Among the entries below, which lines run from the line with "Query: deer leg" through the line with "like (303, 79)."? Retype those, both ends included, exactly and without pictures.

• **Records supplied**:
++++
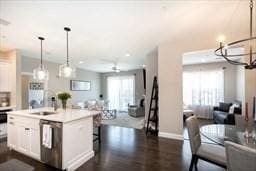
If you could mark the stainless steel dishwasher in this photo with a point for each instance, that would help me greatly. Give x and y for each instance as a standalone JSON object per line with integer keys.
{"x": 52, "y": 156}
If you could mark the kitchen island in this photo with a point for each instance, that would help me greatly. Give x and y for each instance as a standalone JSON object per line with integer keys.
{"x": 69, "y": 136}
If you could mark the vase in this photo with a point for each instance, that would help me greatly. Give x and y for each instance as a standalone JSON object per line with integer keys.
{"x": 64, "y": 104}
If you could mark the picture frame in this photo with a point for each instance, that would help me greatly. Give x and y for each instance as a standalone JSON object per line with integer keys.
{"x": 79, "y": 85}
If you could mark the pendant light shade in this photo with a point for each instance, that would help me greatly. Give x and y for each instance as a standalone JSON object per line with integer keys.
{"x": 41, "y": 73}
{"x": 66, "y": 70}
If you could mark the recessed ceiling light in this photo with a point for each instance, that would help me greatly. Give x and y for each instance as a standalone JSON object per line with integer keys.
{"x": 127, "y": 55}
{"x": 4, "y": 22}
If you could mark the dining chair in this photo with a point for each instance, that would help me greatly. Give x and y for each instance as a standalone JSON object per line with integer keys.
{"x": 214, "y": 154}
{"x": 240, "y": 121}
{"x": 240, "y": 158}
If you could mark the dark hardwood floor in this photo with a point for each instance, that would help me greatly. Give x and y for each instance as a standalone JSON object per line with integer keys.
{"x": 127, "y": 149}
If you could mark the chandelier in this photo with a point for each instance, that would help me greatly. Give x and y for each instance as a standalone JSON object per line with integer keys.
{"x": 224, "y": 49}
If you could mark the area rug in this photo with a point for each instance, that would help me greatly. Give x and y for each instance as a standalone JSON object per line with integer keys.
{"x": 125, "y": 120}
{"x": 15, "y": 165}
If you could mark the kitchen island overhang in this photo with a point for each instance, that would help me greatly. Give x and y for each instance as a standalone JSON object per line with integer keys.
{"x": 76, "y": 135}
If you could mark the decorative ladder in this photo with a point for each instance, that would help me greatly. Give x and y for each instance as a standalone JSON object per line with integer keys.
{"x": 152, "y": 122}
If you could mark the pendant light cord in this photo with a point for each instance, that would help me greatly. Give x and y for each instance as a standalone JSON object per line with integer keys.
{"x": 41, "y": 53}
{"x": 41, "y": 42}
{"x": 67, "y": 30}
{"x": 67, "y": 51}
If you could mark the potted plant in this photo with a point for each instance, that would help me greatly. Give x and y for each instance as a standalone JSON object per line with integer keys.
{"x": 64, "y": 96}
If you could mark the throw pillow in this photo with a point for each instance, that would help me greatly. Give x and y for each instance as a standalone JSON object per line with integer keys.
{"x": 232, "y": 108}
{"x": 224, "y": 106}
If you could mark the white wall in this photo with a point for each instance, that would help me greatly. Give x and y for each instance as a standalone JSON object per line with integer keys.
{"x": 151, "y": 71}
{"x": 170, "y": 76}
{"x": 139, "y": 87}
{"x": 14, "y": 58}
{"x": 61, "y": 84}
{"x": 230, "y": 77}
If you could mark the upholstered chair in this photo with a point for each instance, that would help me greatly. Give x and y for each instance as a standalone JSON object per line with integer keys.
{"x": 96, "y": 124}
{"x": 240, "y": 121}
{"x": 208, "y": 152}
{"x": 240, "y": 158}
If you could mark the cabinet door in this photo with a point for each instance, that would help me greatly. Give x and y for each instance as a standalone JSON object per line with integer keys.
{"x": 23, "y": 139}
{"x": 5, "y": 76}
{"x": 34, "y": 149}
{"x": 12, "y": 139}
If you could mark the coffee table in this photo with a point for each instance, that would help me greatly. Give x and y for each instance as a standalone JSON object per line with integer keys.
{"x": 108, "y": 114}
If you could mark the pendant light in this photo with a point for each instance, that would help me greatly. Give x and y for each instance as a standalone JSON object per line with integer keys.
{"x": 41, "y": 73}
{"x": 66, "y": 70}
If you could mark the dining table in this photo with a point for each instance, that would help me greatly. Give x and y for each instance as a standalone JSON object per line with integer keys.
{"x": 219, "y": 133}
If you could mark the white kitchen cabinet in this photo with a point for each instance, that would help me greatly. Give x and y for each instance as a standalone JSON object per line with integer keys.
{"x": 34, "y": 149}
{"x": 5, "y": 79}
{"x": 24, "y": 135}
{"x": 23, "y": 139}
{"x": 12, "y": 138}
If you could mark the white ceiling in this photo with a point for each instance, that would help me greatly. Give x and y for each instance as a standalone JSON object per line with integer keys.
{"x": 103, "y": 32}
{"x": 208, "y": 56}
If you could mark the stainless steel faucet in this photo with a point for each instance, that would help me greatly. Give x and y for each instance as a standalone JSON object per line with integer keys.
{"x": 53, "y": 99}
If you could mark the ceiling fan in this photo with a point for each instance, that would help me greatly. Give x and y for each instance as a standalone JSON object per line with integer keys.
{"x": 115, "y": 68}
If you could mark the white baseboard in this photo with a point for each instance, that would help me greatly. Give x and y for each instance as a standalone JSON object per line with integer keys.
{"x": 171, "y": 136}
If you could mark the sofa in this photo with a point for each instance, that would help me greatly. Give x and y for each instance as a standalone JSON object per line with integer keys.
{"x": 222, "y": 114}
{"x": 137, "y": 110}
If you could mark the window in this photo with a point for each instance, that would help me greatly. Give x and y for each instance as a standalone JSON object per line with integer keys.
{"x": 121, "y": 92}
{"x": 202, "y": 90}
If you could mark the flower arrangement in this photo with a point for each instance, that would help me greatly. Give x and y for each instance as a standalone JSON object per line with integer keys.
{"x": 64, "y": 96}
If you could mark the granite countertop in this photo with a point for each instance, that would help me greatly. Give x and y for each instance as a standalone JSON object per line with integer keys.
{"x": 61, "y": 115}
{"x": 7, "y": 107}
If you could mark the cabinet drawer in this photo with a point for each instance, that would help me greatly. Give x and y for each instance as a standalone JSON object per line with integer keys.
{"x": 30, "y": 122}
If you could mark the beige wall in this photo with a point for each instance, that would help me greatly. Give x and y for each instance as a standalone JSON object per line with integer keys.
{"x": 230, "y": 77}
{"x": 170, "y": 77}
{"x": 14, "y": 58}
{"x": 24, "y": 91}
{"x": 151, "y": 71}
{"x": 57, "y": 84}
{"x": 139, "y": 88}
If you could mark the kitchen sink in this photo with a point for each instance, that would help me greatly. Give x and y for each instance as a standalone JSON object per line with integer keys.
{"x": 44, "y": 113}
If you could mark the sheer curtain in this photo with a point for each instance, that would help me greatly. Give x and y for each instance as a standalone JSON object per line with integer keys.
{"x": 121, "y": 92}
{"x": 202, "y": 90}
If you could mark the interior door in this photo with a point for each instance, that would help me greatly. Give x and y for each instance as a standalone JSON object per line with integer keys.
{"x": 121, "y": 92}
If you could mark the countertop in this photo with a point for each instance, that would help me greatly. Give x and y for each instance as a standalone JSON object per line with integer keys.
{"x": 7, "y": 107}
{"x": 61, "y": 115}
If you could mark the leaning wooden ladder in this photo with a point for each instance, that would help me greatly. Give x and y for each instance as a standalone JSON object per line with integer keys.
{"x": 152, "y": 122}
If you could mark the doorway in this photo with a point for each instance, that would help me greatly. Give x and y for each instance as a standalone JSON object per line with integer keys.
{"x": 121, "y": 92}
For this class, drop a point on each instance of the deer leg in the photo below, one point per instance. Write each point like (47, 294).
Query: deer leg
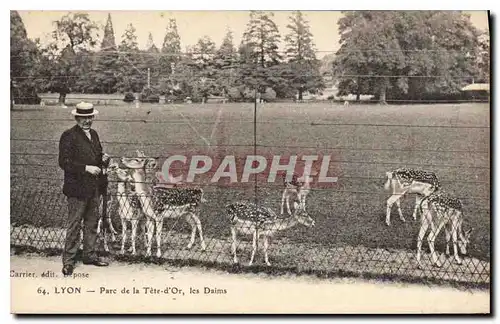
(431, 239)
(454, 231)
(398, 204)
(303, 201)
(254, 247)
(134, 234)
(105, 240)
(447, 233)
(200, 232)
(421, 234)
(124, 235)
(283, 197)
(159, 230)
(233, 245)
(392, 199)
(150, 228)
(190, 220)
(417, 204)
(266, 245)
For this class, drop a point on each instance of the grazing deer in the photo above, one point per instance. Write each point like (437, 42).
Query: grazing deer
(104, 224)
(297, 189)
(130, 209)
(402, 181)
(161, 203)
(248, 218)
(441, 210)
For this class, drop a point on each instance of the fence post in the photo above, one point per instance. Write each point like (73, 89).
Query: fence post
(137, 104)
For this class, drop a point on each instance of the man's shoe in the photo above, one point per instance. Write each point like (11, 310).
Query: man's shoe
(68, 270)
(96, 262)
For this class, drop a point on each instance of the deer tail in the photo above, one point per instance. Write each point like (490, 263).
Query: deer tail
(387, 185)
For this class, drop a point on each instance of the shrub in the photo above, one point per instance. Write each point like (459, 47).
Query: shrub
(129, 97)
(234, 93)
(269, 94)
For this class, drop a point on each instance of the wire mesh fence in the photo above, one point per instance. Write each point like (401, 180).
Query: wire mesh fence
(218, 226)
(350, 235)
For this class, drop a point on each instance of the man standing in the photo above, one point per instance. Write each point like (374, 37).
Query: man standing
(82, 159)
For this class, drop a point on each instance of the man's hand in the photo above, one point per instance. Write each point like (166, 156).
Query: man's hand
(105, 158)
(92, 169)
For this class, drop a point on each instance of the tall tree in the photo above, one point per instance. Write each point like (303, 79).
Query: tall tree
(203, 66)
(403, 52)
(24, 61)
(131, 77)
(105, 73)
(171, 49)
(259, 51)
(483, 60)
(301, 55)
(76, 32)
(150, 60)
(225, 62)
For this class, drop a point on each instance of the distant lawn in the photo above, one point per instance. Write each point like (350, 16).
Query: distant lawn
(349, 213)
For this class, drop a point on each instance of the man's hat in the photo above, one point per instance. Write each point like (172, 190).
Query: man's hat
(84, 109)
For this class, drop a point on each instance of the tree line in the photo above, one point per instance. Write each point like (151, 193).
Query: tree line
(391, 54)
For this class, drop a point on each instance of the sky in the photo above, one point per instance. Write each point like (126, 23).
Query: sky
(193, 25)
++++
• **Answer for the task**:
Query: deer leg
(431, 239)
(454, 231)
(398, 204)
(303, 201)
(254, 247)
(134, 234)
(105, 240)
(447, 233)
(200, 232)
(421, 234)
(124, 235)
(283, 197)
(159, 230)
(233, 245)
(392, 199)
(150, 228)
(190, 220)
(417, 204)
(266, 245)
For this class, drop a point on each instance of the grazing deer in the photo above, one point per instance. Write each point like (437, 42).
Query: grazing deer
(104, 224)
(297, 189)
(130, 209)
(402, 181)
(161, 203)
(248, 218)
(441, 210)
For this class, drop a point on each instance of the fence post in the photo above, one point per instance. Write each point like (73, 89).
Query: fence post
(137, 104)
For this class, drop a point on each instance of the man's shoe in the photo above, one point per instance. Write each point like (11, 310).
Query: man's shoe
(68, 270)
(96, 262)
For this class, drop a point on each instance of the deer tail in the photo above, one point per instance. Write each point like (490, 263).
Query: deer tail
(387, 185)
For this class, drop a point on each instance of the shrub in the photo above, one point per instance. Write each point like (459, 47).
Query: shrub
(129, 97)
(234, 93)
(269, 94)
For this class, drop a point on each instance of the wire mesh fence in the photo above, one point per instance. Write each point like (401, 180).
Query: wire mesh fence
(218, 226)
(350, 235)
For this class, drop a point on each instance of the man standing in the photo above, one point per instance. Write each point like (374, 37).
Query: man standing
(82, 159)
For this class, drop a point on each instance of the man's hand in the photo above, one point per instance. Write each point like (166, 156).
Query: man's hand
(105, 158)
(92, 169)
For this class, drop a point on each instance of the tall tree in the photo above, one point per instance. Write each point like (303, 79).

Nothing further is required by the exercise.